— What is asked —
Copy out the material below, beginning with the line that contains "locate the beard in the photo above" and continuing through its final line. Shift every coordinate in the answers up by 55 and leave all other lines unchanged.

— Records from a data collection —
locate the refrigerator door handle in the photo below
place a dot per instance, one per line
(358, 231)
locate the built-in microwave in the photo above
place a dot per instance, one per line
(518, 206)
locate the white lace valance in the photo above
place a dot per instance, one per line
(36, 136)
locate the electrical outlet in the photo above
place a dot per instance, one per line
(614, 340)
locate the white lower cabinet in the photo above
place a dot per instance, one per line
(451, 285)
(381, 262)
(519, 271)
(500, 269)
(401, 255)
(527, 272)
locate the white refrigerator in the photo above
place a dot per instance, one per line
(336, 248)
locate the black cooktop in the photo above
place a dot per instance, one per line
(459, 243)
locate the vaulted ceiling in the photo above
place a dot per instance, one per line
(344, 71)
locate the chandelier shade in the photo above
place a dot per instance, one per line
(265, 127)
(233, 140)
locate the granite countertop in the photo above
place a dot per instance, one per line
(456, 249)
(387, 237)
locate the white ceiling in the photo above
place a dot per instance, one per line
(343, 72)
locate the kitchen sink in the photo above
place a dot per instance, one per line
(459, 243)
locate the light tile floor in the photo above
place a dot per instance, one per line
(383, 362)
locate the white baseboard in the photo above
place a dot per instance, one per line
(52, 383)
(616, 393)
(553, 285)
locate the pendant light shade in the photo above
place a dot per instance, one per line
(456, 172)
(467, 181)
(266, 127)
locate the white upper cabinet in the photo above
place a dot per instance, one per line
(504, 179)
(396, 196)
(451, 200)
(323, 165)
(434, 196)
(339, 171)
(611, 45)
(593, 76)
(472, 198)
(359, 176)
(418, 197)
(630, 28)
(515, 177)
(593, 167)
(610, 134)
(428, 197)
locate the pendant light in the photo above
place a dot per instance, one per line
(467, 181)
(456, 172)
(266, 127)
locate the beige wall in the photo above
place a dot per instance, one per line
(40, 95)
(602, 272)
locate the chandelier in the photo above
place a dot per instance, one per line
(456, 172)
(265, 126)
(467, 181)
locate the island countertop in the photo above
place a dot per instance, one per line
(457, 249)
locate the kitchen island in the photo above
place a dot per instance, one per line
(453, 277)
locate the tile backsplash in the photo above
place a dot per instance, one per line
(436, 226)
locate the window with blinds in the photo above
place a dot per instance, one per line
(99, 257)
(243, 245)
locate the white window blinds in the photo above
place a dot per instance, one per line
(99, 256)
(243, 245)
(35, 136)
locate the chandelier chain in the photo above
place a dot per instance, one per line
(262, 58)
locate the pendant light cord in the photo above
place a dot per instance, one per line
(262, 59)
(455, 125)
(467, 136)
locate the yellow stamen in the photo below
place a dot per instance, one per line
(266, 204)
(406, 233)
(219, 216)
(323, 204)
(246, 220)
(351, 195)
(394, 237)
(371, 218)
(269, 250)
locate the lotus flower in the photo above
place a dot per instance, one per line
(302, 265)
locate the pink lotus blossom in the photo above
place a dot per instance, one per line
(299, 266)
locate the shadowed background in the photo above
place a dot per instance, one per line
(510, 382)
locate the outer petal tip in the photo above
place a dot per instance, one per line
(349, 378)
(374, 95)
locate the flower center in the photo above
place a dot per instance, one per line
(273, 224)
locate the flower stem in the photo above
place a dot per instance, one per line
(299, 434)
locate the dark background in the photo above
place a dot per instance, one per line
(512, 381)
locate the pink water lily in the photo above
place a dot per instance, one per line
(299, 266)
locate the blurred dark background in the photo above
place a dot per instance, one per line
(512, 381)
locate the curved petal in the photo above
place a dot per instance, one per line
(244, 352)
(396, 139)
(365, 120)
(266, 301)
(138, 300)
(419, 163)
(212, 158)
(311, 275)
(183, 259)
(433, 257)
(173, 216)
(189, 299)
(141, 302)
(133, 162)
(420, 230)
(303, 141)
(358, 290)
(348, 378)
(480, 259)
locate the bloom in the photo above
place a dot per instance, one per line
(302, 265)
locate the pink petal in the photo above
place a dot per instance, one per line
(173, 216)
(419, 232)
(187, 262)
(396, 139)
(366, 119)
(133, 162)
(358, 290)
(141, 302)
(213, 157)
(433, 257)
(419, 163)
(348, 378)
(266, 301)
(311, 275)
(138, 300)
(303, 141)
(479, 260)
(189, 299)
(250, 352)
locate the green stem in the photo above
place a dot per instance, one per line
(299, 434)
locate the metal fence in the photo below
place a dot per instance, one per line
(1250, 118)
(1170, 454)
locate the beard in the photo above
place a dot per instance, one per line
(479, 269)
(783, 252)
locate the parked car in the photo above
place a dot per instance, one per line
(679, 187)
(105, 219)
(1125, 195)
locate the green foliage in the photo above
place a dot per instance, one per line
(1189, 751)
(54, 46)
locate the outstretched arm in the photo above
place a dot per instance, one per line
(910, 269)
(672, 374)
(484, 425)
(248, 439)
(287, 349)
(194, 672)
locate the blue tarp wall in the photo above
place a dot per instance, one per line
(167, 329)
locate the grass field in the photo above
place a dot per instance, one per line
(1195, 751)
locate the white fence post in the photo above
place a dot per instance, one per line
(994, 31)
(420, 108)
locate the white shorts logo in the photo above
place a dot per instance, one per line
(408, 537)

— The output —
locate the beard in the photo above
place a dot per instance, one per line
(534, 324)
(838, 307)
locate the parked car in the photo above
place a dot per instance, one per line
(734, 242)
(160, 274)
(1180, 250)
locate the green foliage in the photo above
place a dot per instance, one per line
(1244, 806)
(109, 101)
locate the outstretched arm in the photo above
place a dot per instance, one per line
(965, 324)
(727, 429)
(539, 480)
(303, 494)
(342, 404)
(249, 727)
locate the blue tarp wall in the photo above
place a dot per instance, one per line
(222, 384)
locate the grass field in the photo above
place a dot per instance, one per line
(1250, 806)
locate the white fence post in the photo above
place a dot per instance, one per line
(1049, 86)
(475, 163)
locate the white shorts logo in the photo above
place a dot per instance, one per line
(463, 592)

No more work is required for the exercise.